* [Text segment]
-- BEGIN --

Qassem Soleimani and the regional security theory

The theory “regional security” is one of the most important viewpoints of Sardar Soleimani and the executive dimensions of that theory should be examined by Iranian and regional experts. After the disintegration of the Soviet Union, western countries, under the leadership of the US, placed the re-engineering of West Asia at the top of their agenda in order to ensure the safety of the Zionist regime. On the basis of that plot, regional countries should normally become unsafe, be undermined, and lose their unity. The existence of border disputes between regional countries, denominational rivalries between Shia and Sunni governments and nations, tribal prejudice such as that of Pan-Kurdism and Pan-Arabism, the existence of players such as regional reactionaries and the emergence of terrorism were some of the weak and vulnerable points that could help realize westerners’ goal of causing insecurity in the region.

In order to undermine security in West Asia, the multi-facet project to create terrorist and takfiri groups, such as Al-Qaida and DAESH, was carried out with the purpose of re-engineering the region and the project was pursued with the assistance of Saudi Arabia and the Zionist regime. One of the facets of this project was to reshape geographical borders by disintegrating Islamic countries. In order to do this, the national authority of nations needed to have been undermined and their territorial integrity should have been weakened. From the viewpoint of western theorists, the disintegration of Iraq and Syria and their division into smaller lands would have served the Israeli interests and therefore, they needed to adopt certain measures in this regard.

-- END --

* [Information provided]
-- BEGIN --

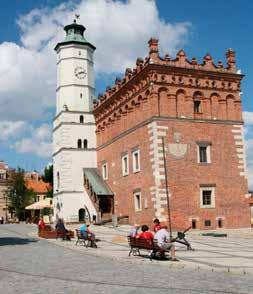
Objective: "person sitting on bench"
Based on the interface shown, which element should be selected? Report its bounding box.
[153,218,161,233]
[79,223,88,238]
[136,225,154,243]
[154,225,177,261]
[128,224,140,238]
[79,223,96,241]
[55,218,70,240]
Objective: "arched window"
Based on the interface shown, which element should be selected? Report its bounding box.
[57,172,60,189]
[77,139,82,148]
[193,100,201,113]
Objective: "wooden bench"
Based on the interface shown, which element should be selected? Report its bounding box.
[172,226,194,251]
[56,230,74,240]
[76,230,97,248]
[128,236,170,260]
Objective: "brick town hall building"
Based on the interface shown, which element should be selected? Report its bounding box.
[53,21,250,229]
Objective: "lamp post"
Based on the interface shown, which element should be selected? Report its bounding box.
[162,137,172,240]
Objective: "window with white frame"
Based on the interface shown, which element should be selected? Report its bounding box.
[197,142,211,163]
[102,162,108,180]
[121,154,129,176]
[200,187,215,208]
[134,191,142,211]
[132,149,141,173]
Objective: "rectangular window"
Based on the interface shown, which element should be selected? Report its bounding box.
[121,154,129,176]
[132,150,141,173]
[102,162,108,180]
[197,143,211,163]
[200,187,215,208]
[134,192,141,211]
[205,219,211,227]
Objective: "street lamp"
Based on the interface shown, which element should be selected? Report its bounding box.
[162,137,172,240]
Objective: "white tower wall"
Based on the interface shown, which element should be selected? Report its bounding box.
[53,24,97,222]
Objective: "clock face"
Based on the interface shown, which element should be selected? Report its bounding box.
[75,66,87,80]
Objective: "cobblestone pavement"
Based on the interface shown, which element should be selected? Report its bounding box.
[0,224,253,294]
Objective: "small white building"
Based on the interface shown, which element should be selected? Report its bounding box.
[53,20,98,222]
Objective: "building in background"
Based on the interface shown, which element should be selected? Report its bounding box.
[24,172,52,202]
[94,39,250,229]
[53,20,97,222]
[53,21,250,229]
[0,161,10,220]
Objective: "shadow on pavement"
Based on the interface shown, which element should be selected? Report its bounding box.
[0,237,38,246]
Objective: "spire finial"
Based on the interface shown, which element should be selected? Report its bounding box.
[74,14,80,23]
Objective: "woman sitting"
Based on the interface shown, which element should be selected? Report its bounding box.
[137,225,154,243]
[55,218,70,240]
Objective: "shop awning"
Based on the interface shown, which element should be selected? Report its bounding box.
[25,198,53,210]
[83,168,113,196]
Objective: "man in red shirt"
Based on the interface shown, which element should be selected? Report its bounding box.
[137,225,154,242]
[153,218,162,233]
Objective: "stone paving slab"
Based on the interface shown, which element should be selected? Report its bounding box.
[32,225,253,275]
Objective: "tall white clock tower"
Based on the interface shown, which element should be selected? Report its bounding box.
[53,20,97,222]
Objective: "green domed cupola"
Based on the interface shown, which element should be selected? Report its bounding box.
[54,19,96,51]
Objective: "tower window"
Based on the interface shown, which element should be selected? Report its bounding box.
[218,218,222,228]
[132,149,141,173]
[194,100,201,113]
[134,192,141,211]
[102,162,108,180]
[57,172,60,189]
[77,139,82,148]
[205,219,211,227]
[200,187,215,208]
[192,219,197,229]
[198,142,211,163]
[121,154,129,176]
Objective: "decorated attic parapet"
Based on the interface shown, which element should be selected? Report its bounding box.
[94,38,240,113]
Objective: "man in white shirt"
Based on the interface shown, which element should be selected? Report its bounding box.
[154,226,177,261]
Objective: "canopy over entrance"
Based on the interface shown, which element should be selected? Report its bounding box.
[83,168,113,196]
[25,198,53,210]
[83,168,114,221]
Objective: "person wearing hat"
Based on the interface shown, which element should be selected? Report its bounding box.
[153,218,161,233]
[128,224,140,238]
[154,225,178,261]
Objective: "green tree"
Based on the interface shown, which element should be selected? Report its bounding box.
[7,167,35,220]
[42,164,54,198]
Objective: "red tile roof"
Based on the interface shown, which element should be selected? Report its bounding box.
[25,179,52,193]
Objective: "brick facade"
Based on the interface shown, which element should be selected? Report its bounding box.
[94,39,250,229]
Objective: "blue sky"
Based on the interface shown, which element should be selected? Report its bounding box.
[0,0,253,186]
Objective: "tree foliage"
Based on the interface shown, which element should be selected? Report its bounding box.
[7,168,35,219]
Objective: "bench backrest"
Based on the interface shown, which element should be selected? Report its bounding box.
[128,236,158,250]
[76,230,88,239]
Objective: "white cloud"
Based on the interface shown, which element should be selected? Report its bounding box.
[12,124,52,158]
[0,0,189,121]
[243,111,253,126]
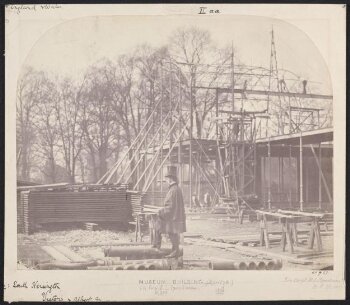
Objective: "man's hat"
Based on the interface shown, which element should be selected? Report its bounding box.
[164,165,177,179]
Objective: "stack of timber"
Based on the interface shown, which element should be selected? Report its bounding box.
[126,190,145,215]
[20,189,133,234]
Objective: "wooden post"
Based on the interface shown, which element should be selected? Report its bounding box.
[177,68,183,185]
[318,143,322,209]
[189,67,193,208]
[288,145,292,208]
[299,133,304,211]
[160,62,164,193]
[267,138,271,210]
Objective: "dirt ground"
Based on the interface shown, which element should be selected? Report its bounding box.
[18,216,333,270]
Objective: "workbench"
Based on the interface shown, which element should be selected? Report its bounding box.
[256,210,324,253]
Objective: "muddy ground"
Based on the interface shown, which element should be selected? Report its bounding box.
[18,216,333,270]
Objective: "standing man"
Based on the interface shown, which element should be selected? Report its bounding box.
[153,166,186,257]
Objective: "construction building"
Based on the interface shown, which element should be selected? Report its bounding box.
[98,31,333,216]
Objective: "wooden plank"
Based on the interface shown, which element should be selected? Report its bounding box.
[228,245,313,265]
[256,210,297,219]
[278,210,325,217]
[54,245,87,263]
[41,246,71,262]
[17,182,69,191]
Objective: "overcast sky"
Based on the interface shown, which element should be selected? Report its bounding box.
[25,16,331,93]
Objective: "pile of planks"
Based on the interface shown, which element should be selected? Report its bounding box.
[19,189,138,234]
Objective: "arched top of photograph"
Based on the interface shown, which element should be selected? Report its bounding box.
[25,15,332,94]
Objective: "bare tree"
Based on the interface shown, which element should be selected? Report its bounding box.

-- END --

* [Written request]
Can you continue the piece on Qassem Soleimani and regional security, starting after its final sentence? The entries stand apart from the piece on Qassem Soleimani and regional security.

* [Output]
Being insightful, Sardar Soleimani developed the regional security theory due to his understanding about western politics and with the purpose of preventing their plot from being fulfilled. On the basis of this theory, the security of West Asian Islamic countries influences and is connected to one another. In other words, insecurity in Syria would undermine the Iraq"s security and insecurity in Iraq would jeopardize Iranian security.

In order to ensure West Asian security and counteract western plots, Sardar Soleimani developed the Resistance model and molded the fight against extremism and terrorism on the basis of developing the Resistance strategy. In fact, Hajj Qassem pre-empted the westerners’ plans: they were trying to create discord in the anti-Zionist camp, but Sardar Soleimani united those countries under the axis of Resistance. Hajj Qassem’s miracle was that he placed seven nationalities – the Syrians, the Lebanese, the Iranians, the Pakistanis, the Afghanis and the Iraqis – under the umbrella of Resistance.

He shaped the axis of Resistance by benefiting from the native identity and culture of every country, not by imposing the Iranian culture and version on them. Hezbollah with the Lebanese identity, Hashd al-Sha’bi with the Iraqi identity and the Zaynabiyun, Fatemiun and Haydariun forces with their own respective national and local identities were created and then, they achieved growth. For this reason, today, no element can eliminate these forces and their power of influence will increase on a daily basis.

With his regional security theory, Sardar Soleimani made every country sensitive about ensuring their own national security and that of their neighboring countries. The axis of Resistance foiled the western plot to change the regional geography and to ensure Israel’s security. As an outstanding figure of resistance and as a symbol of fighting against terrorism, he stayed by the side of Sunni Palestinians in the 51-day war and in the 33-day war, he defeated the Zionist regime alongside the Shia forces of Hezbollah. While Syria was in the depth of a crisis, he personally rushed to help Bashar Assad and while Baghdad was on the brink of downfall, he passed through the DAESH forces and arrived in Baghdad and led the anti-terrorist operation until he achieved the desired results.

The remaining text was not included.